=== INPUT DATA ===

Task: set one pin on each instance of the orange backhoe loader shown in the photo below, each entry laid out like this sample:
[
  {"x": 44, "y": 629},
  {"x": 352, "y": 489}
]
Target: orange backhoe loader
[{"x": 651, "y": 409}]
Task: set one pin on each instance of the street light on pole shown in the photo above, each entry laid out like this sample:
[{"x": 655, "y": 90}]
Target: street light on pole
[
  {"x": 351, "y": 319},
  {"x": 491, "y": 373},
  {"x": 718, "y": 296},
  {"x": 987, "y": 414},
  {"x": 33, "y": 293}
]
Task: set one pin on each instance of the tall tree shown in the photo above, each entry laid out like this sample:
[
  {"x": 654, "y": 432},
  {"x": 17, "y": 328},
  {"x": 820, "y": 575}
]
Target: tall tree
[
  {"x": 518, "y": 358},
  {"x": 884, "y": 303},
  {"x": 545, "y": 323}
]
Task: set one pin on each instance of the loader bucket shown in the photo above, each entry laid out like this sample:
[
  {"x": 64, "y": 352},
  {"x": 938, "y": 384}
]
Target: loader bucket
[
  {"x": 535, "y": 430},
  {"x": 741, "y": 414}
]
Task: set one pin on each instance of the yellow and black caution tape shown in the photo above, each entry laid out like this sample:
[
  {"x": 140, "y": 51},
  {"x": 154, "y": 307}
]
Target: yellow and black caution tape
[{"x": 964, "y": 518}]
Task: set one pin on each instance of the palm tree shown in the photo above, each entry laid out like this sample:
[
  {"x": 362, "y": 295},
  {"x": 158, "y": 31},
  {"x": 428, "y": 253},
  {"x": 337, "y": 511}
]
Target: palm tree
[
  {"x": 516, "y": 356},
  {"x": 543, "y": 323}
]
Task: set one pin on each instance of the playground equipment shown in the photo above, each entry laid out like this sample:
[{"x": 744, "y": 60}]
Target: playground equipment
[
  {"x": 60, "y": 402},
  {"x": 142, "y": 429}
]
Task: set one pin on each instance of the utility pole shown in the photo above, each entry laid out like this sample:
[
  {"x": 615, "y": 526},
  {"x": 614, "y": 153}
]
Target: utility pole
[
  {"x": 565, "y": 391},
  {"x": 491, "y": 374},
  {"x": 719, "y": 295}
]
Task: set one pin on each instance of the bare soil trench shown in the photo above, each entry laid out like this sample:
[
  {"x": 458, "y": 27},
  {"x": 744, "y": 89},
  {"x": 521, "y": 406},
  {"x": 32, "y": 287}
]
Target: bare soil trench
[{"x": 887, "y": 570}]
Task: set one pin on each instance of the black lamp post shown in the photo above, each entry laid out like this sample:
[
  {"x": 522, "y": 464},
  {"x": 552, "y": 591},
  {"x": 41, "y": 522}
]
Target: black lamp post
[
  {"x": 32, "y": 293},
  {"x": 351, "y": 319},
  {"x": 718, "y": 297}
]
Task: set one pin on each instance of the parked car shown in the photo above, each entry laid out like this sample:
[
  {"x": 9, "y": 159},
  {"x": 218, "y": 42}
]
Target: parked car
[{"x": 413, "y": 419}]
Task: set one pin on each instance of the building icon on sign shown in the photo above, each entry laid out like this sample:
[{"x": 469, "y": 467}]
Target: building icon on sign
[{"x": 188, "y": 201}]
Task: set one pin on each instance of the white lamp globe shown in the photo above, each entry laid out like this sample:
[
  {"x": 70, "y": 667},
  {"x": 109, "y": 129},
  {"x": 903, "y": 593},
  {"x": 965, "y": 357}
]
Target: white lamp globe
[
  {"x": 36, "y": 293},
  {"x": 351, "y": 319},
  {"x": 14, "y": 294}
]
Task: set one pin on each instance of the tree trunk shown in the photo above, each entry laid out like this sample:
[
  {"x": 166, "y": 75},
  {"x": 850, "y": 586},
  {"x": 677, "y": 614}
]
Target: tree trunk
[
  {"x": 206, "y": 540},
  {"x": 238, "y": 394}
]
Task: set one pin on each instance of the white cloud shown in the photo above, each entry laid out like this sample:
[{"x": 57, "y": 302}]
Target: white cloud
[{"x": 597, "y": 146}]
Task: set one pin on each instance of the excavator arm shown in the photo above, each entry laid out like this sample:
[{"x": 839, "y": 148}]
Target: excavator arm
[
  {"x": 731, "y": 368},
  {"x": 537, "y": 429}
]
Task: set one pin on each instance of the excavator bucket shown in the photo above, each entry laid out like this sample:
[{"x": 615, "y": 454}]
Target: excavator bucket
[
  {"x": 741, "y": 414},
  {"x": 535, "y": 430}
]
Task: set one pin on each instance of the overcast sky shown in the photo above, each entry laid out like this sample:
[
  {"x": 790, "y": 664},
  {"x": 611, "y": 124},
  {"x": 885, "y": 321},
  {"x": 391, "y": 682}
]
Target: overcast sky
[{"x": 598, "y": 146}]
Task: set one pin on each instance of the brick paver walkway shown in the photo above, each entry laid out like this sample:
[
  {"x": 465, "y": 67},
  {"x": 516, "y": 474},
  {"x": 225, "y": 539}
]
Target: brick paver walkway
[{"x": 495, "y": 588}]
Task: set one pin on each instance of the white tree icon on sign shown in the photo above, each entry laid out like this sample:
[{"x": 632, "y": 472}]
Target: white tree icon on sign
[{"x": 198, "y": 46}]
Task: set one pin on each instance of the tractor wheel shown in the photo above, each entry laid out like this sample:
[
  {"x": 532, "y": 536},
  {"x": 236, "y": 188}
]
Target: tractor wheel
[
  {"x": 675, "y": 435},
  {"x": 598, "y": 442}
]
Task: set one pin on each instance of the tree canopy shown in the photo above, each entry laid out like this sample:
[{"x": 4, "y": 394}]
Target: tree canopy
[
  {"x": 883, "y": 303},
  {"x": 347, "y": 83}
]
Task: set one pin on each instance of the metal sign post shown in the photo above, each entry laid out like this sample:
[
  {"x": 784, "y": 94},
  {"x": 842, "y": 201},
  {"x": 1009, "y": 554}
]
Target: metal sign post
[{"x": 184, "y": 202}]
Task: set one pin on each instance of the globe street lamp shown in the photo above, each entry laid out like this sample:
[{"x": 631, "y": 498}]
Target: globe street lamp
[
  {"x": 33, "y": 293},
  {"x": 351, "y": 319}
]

===

> _TASK GOAL_: Extract the lines above from the one containing "Task: set one pin on each instance of the tree canopy" to the last line, both included, exactly as written.

> _EXERCISE SOLUTION_:
Task: set one pin on each instance of the tree canopy shown in the photo above, each entry laid out like this sample:
[{"x": 4, "y": 394}]
Target: tree canopy
[
  {"x": 883, "y": 303},
  {"x": 347, "y": 83}
]
Task: set one pin on each instance of the metal sign post shown in the photo above, each entry laid out like this sample:
[
  {"x": 784, "y": 94},
  {"x": 842, "y": 201},
  {"x": 1009, "y": 554}
]
Target: metal sign post
[{"x": 184, "y": 202}]
Task: set one pin on each instance of the globe street lamp shown in the photo above, each entry laid out like this sample:
[{"x": 631, "y": 498}]
Target: globe street lamp
[
  {"x": 33, "y": 293},
  {"x": 351, "y": 319}
]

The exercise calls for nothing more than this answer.